**INFORMATION SUPPLIED**
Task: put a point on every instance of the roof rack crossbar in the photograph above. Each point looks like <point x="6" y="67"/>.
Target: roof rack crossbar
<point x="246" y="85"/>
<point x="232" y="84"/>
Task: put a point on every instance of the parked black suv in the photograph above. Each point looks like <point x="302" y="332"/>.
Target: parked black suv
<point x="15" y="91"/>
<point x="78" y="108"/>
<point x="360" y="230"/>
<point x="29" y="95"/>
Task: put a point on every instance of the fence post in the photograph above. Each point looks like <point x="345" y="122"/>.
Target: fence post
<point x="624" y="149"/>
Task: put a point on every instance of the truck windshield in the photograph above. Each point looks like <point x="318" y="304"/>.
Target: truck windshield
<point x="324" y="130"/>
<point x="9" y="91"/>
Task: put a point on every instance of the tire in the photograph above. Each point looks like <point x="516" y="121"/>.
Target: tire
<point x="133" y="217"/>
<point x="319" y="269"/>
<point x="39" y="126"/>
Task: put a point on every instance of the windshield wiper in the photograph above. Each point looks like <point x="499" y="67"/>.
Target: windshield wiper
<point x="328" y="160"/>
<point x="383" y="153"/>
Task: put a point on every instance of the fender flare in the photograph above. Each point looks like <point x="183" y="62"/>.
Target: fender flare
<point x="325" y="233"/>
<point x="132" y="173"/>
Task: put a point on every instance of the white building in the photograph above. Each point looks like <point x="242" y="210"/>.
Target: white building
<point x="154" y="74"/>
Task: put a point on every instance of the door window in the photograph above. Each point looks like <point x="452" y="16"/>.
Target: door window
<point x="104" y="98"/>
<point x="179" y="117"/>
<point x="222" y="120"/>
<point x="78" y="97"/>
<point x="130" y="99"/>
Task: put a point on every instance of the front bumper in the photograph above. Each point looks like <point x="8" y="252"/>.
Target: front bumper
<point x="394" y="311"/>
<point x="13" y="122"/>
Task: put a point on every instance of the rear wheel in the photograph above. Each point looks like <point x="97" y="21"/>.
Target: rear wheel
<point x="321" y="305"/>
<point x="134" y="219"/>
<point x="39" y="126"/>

**TASK OBJECTIVE**
Within the listing above, give again exactly every line from the line with "Target: parked black suv" through the line with "Task: put a point on every instance of the front", both included, and no other line.

**TASK RESULT**
Target: parked black suv
<point x="15" y="91"/>
<point x="78" y="108"/>
<point x="360" y="230"/>
<point x="29" y="95"/>
Task: put a point on every instance of the fence post in the photograph above. Each point looks like <point x="345" y="122"/>.
Target: fence post
<point x="624" y="149"/>
Task: put a point on every instance of the truck windshield in the photograph above. Each point looks like <point x="318" y="304"/>.
Target: truck windshield
<point x="324" y="130"/>
<point x="9" y="91"/>
Task: put a point on every instance of the tire in the photograph above. Each point looks like <point x="516" y="121"/>.
Target: tire
<point x="133" y="217"/>
<point x="319" y="269"/>
<point x="39" y="126"/>
Task: put a point on every instance of the windshield wiper in the photograph above. Each point looks like <point x="499" y="67"/>.
Target: windshield wiper
<point x="328" y="160"/>
<point x="383" y="153"/>
Task: put a point on every instance of the fender flare in the photograph above. Each point looks like <point x="183" y="62"/>.
Target: fender flare
<point x="325" y="233"/>
<point x="132" y="173"/>
Task: put a point on every instance of the white building in the photograph above. Each point looks like <point x="242" y="210"/>.
Target: white building
<point x="154" y="74"/>
Task: put a point on every instance of the door window in the photograph above. Each point looks like <point x="452" y="16"/>.
Target: door window
<point x="104" y="98"/>
<point x="179" y="117"/>
<point x="222" y="120"/>
<point x="78" y="97"/>
<point x="130" y="99"/>
Task: put a point on every instance of the front bumper in the photograph above. Each point looks like <point x="8" y="252"/>.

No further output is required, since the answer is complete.